[Opening PASSAGE FOR REVIEW section]

If, that is, I ever actually close on the place. The process of buying a co-op apartment turns out to be like having a whole second job, except you pay them instead of them paying you. The reason it’s so hard is that in addition to the seller, the buyer, and the mortgage lender, and all their lawyers, there’s one more party involved: the co-op board, which has to approve any new residents, and wants everything to be thoroughly documented.

So take yesterday, for example. I got a call from the co-op board’s representative, saying that they needed some more information from me. It turned out to be the sort of thing that requires a signature, and involved some hand-corrections to existing pages in the application (an application that was almost an inch thick when I delivered it, if you count the supporting documentation like bank statements, tax forms, etc — I’m not kidding, I measured it). So I dropped what I was doing and went over to their offices and made the corrections, signed, etc.

Something like this happens several times a week. If it’s not the co-op board, it’s the mortgage lender. I’m expecting it to continue for a while. We still don’t have a firm closing date, but we should have one soon. In the meantime, I do whatever they ask as quickly as I can, because after all I want that closing to happen yesterday. Until then, I’m living in a series of rented rooms in Brooklyn (I have to rent them for short periods of time because I never know what the end date will be, and I don’t want to pay for longer than I need).

[Closing PASSAGE FOR REVIEW section]
[Opening RECORD EXTRACTS section]

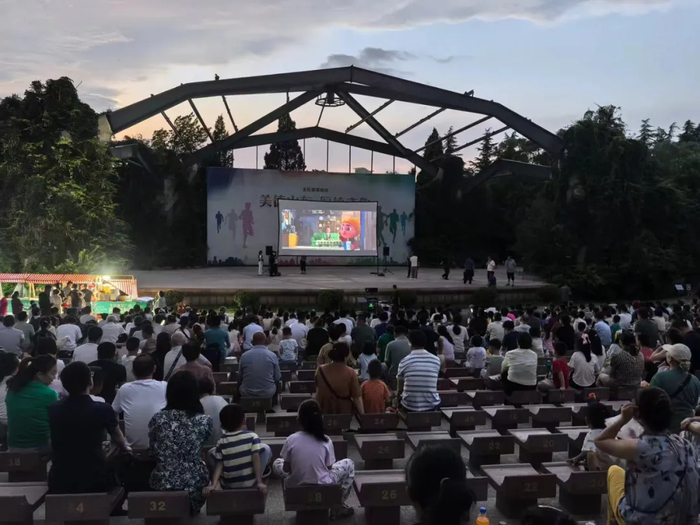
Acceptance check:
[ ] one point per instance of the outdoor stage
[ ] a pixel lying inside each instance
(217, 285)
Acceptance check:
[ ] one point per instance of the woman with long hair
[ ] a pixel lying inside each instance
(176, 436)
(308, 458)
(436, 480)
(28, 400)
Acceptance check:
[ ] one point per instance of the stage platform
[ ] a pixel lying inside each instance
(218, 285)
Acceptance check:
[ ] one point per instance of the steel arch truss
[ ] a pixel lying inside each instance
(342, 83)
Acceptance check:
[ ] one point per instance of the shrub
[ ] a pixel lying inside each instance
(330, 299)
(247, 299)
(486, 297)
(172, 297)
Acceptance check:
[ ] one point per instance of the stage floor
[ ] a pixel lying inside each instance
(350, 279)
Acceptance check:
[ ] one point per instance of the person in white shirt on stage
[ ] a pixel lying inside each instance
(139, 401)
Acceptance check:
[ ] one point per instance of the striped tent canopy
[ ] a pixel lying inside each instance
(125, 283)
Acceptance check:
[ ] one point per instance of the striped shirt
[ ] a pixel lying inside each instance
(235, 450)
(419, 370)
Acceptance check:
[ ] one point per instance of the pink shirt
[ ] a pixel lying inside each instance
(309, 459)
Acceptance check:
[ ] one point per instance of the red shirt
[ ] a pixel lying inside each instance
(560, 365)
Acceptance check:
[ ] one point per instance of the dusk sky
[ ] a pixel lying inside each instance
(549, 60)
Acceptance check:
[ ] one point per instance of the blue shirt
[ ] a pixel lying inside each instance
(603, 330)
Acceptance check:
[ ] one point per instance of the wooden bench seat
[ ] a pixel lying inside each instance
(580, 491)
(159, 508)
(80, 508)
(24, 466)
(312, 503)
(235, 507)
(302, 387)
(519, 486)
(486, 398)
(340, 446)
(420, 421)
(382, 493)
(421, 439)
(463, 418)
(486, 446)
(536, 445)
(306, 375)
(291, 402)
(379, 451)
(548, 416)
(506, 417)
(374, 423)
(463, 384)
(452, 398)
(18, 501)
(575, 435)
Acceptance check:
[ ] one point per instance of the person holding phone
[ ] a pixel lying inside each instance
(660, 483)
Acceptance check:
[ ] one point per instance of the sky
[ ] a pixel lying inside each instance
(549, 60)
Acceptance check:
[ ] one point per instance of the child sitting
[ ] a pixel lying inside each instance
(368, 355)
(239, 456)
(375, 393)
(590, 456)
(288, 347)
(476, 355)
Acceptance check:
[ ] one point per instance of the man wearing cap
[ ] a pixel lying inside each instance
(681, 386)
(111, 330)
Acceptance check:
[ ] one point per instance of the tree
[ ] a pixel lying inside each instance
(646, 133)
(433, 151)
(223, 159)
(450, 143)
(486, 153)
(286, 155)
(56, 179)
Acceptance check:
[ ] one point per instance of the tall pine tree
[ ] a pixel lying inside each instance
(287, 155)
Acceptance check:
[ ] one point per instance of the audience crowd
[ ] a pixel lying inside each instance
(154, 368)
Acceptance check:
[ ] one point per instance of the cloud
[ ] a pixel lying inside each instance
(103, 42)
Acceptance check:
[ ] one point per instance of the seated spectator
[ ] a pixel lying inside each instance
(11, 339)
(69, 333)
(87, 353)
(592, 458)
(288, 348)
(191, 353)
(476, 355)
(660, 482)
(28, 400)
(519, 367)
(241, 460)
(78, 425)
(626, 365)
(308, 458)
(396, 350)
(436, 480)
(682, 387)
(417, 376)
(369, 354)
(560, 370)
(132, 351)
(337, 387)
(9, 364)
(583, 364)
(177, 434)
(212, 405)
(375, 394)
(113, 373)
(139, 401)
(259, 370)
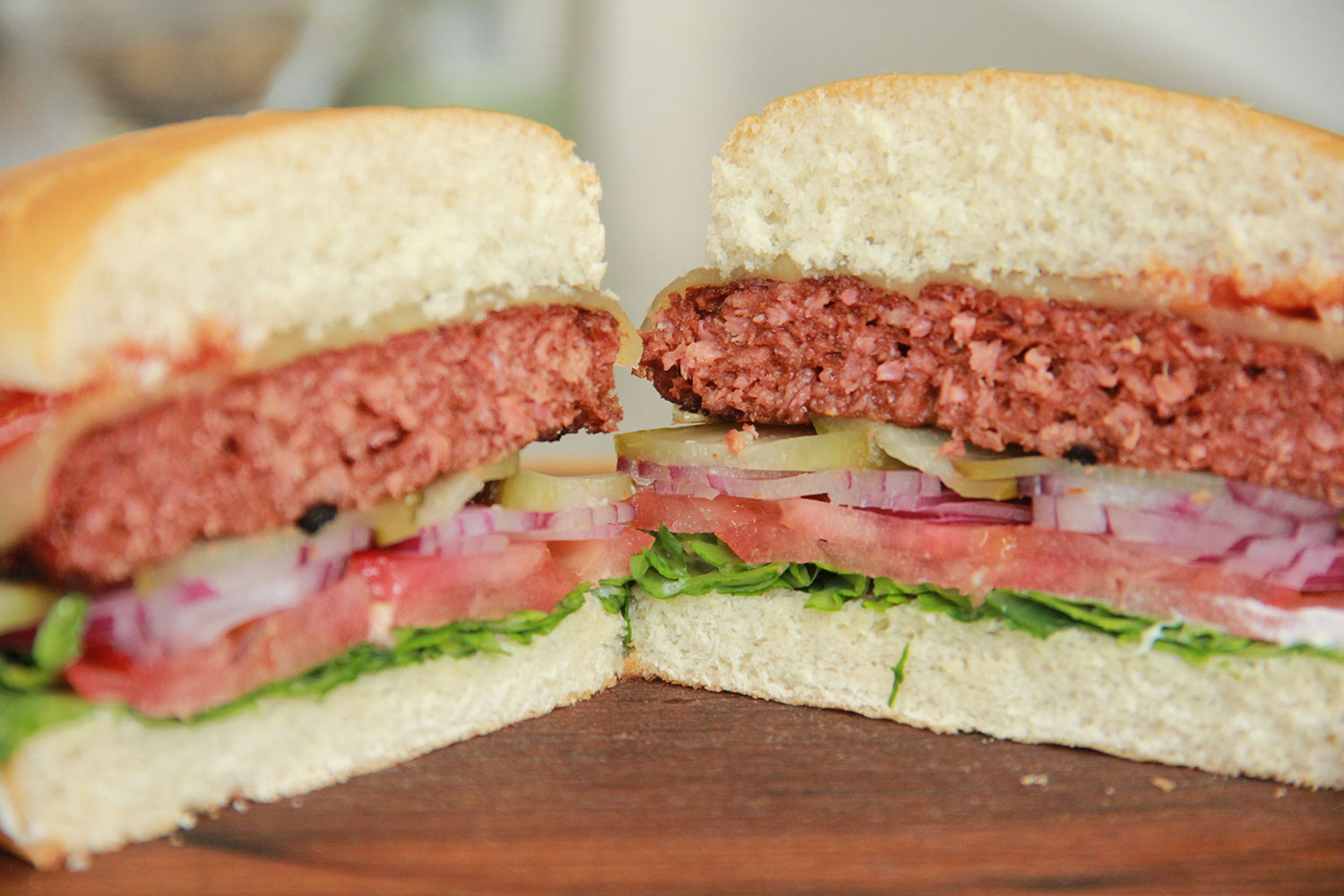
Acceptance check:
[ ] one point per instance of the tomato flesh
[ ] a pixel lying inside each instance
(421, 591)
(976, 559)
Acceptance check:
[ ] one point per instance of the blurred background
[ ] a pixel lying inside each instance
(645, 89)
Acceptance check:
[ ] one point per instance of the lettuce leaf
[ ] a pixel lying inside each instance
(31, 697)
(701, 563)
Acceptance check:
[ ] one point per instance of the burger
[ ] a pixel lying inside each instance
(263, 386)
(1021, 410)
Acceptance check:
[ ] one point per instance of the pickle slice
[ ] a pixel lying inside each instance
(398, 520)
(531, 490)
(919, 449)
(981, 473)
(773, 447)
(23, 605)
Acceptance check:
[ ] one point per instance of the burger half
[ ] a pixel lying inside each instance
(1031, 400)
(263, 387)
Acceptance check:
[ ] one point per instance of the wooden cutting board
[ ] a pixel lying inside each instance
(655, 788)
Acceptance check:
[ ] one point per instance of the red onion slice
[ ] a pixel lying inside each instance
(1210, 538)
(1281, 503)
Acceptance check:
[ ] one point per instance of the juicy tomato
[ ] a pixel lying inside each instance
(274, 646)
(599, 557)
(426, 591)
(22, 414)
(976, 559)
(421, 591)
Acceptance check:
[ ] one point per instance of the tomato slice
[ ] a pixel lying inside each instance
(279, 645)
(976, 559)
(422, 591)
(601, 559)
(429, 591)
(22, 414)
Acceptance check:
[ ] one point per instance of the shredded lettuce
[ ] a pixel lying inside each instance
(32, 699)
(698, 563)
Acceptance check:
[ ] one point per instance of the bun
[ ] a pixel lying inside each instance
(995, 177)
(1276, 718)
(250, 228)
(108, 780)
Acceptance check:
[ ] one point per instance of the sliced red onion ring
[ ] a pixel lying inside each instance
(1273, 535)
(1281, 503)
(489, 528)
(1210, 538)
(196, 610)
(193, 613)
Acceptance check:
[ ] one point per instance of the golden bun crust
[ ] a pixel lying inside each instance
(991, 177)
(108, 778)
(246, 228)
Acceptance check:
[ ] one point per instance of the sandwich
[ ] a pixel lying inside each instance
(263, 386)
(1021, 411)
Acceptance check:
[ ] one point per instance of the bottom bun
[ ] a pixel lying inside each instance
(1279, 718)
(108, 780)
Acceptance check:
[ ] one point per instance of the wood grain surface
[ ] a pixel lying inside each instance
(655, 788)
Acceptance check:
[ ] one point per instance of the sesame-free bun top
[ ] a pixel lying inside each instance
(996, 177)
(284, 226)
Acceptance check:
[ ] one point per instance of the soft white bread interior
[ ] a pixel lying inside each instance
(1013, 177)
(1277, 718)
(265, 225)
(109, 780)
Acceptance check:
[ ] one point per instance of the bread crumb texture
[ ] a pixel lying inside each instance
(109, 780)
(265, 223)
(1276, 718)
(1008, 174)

[Closing RECORD EXTRACTS section]

WHAT TO DO:
#1 Decide whether each statement agrees with the passage on buying a co-op apartment. Answer yes or no for each, and quote the words from the passage that settle it.
(a) The co-op board must approve anyone who moves in.
(b) The writer mailed the corrected pages back to the board's representative.
(c) A firm closing date has already been set.
#2 Write the next part of the passage on buying a co-op apartment, starting after its last sentence.
The rows come from a separate source and have no connection to the passage on buying a co-op apartment.

ANSWERS PROVIDED:
#1
(a) Yes: "the co-op board, which has to approve any new residents"
(b) No: "So I dropped what I was doing and went over to their offices and made the corrections, signed, etc."
(c) No: "We still don’t have a firm closing date"

#2
So that’s everything: I’m in New York; I don’t have an apartment; I hope to have one soon; in the meantime I live a kind of transient life I haven’t lived for years. I wouldn’t say it’s liberating, exactly, but it is oddly relaxing to not have most of my stuff around. Except for the piano — that I miss like a drug addict misses, uh, drug. Whatever. You know what I mean. I hope it’ll be in its new home soon!


[1]: 2012-01-12 update: This sentiment turned out to be premature; I’m back in Chicago now.

7 comments

  1. (this is Rachel, Kennis’ wife) So where in Brooklyn are you? And where in Manhattan are you buying then? I suspect you’re also doing a little better now because the sub-prime market has semi-bottomed out and new rules and restrictions have been set in place to help protect lenders.

    Co-Op boards are fun. XD;;

    Anyway, you’re welcome to give us a shout out and if you want you can stay in our spare bedroom (once I clean it some) It’s not a grand, but we do own an upright now.

  2. Rachel & Kennis —

    Hey! Thanks for the offer. I’ll be okay for housing, but I’ve been meaning to call you now that I’m back in the city. Just got held up by this sinus infection, which is, I’m happy to say, now on its way out.

    My room in Brooklyn is in North Williamsburg, but that’s just a temporary arrangement. The co-op apartment is in upper Manhattan, 190th and Ft. Washington Avenue.

    Good news about the upright. Is Kennis playing Bach on it?

  3. Co-Op means ‘合作公寓’?

    The sub-prime mortgage crisis hurts me badly, though I’m in China.

  4. rocksun: I think that’s what it means. It’s a situation where all the occupants own the building together. In New York City, this is the most common way to own an apartment; in other cities, condominium is the common way. In a condominium, you own exactly your own apartment, and then you own a share of the building as a whole.

    The biggest difference is that in a co-op, the board of directors (which is elected by all the owners) has to approve each new member. In a condominium, there is no approval process, it’s just up to the buyer and seller.

    I don’t know why co-ops are so common in New York. I think it must be due to the way the laws are arranged here.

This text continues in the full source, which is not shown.